Set task -> Pick up the syslog-ng and Splunk troubleshooting guide below at the point where it stops, and continue it.

Passage shown ->
Splunk data onboarding: Success with Syslog-ng and Splunk – part 3 troubleshooting
NuHarbor SecurityIf you’re just getting started, be sure to check out Parts 1 and 2 of our series:
Data Onboarding Success Part 1 – Success with Syslog-NG and Splunk, The Install and Setup.
Data Onboarding Success Part 2 – Success with Syslog-NG and Splunk. The Basics.
Troubleshooting Syslog-ng and Splunk
Below is an assortment of common troubleshooting situations you’ll face with syslog-ng and Splunk.
Service Issues
1. Syslog-ng Service Won’t Start
Begin troubleshooting syslog-ng service issues by running:
syslog-ng –syntax-only
Organizing Issues
2. Keeping Track of Events From Multiple Syslog Servers
We can add new metadata to all events that come from your syslog server to keep track of which host sent the data to Splunk. To do this, we need to update our inputs.conf and add a fields.conf file.
Add the following to your inputs.conf:
[default]
_meta = splunk_syslog_server::SERVERNAME
Create a fields.conf file with the following:
[splunk_syslog_server]
INDEXED = true
3. Centralized Syslog Server: Consolidating Multiple Departments/Networks and Displaying Original Syslog Server Events
Syslog will always use the “last hop” value for the hostname or IP address. So, if data passes through an intermediate syslog server, you’ll need to modify the options on that intermediate forwarder to chain the hostnames.
# If the log message is forwarded to the logserver via a relay, and the
# chain_hostnames() option is 'yes', the relay adds its own hostname to
# the hostname of the client, separated with a / character.
chain_hostnames(yes);
Generally, you’ll want to leave chain_hostnames(no).
Resourcing Issues
4. Event Efficiency: Streamlining Syslog Server's Event Forwarding to Splunk
You’ll need to increase the output limits so your UF can send data as fast as it receives it. To do this, modify the limits.conf in Splunk.
# By default a universal or light forwarder is limited to 256kB/s
# Either set a different limit in kB/s, or set the value to zero to
# have no limit.

Dataset content ->
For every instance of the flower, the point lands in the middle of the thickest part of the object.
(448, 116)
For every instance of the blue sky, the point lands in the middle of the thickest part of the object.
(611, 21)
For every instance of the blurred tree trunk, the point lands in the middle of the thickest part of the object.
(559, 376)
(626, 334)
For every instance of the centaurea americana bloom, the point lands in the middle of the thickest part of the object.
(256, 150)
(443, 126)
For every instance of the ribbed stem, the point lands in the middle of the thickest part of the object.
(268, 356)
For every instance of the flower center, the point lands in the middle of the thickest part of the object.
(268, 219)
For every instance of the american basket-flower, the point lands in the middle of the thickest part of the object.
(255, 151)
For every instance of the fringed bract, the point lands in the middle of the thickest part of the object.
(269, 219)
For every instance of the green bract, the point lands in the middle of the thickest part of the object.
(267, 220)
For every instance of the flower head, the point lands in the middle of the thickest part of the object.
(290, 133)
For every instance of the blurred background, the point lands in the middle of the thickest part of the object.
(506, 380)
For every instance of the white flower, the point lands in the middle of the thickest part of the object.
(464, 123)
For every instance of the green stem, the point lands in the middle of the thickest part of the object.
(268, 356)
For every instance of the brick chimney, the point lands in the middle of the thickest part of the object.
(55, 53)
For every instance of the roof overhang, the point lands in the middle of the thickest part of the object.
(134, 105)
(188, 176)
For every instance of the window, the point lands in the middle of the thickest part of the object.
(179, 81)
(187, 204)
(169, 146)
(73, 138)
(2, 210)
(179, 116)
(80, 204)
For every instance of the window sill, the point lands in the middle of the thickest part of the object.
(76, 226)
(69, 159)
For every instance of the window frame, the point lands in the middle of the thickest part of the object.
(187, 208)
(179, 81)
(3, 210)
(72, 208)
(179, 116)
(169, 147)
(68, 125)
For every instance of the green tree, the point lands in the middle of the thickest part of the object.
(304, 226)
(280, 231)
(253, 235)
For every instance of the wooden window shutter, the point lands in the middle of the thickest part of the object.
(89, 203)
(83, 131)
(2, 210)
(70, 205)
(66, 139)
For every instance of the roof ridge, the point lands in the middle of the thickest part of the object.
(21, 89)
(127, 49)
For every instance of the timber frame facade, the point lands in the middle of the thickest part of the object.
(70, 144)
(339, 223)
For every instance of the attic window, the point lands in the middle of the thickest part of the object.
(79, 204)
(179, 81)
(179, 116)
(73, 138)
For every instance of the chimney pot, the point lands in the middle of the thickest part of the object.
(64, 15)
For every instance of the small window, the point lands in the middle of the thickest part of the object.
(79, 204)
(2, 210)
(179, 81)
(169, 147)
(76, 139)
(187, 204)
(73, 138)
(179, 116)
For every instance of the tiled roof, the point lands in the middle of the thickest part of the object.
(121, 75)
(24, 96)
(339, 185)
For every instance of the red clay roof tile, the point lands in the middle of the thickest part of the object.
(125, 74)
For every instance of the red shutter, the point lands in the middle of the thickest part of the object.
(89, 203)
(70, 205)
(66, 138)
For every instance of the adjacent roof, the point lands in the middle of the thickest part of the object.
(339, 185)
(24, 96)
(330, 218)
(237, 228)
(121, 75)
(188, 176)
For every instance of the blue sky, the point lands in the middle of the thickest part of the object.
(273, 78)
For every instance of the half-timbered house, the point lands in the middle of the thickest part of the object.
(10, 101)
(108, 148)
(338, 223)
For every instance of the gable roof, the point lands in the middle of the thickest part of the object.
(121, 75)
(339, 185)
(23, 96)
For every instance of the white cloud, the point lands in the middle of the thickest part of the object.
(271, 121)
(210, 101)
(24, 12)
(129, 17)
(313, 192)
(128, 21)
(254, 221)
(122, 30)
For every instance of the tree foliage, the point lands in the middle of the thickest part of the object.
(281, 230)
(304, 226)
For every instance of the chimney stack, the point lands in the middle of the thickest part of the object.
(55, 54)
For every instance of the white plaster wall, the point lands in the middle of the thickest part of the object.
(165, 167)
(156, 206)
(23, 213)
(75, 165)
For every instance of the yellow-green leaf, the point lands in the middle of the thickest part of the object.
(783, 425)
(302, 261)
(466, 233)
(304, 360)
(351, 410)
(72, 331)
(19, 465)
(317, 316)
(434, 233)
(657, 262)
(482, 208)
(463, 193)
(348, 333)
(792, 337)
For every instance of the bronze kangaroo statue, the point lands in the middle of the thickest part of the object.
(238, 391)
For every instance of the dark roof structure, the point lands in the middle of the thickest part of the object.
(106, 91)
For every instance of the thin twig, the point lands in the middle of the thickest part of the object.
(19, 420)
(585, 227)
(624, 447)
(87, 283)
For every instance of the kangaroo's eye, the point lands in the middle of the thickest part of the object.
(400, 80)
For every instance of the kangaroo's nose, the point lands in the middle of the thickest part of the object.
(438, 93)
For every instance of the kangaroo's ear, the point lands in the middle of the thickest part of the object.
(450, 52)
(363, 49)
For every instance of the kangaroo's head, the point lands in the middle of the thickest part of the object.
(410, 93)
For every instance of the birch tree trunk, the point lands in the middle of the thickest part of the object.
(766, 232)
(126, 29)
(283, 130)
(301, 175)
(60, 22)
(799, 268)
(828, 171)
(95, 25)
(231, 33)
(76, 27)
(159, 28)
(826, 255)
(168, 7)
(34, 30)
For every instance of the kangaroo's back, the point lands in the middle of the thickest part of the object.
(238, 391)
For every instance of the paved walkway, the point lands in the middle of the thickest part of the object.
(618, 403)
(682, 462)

Final answer ->
# Note that a full speed UF can overwhelm a single indexer.
[thruput]
#maxKBps = 0 is unlimited throughput. Which is what we want
#for our syslog server to ensure we send syslog as fast as
#we receive it
maxKBps = 0
5. Monitoring for Dropped Packets
netstat -su | grep “receive errors”
If you’re dropping UDP packets, please see below:
1. Adjust so-rcvbuf:
When receiving messages using the UDP protocol, increase the size of the UDP receive buffer on the syslog receiver host. On certain platforms, even low message load (~200 messages per second) can result in message loss, unless the so-rcvbuf() option of the source is increased.
In such cases, you’ll need to increase the net.core.rmem_max parameter of the host but do not modify the net.core.rmem_default parameter. As a general rule, increase the so-rcvbuf() so that the buffer size in kilobytes is higher than the rate of incoming messages per second.
For example, to receive 2000 messages per second, set the so-rcvbuf() at least to 2,097,152 bytes.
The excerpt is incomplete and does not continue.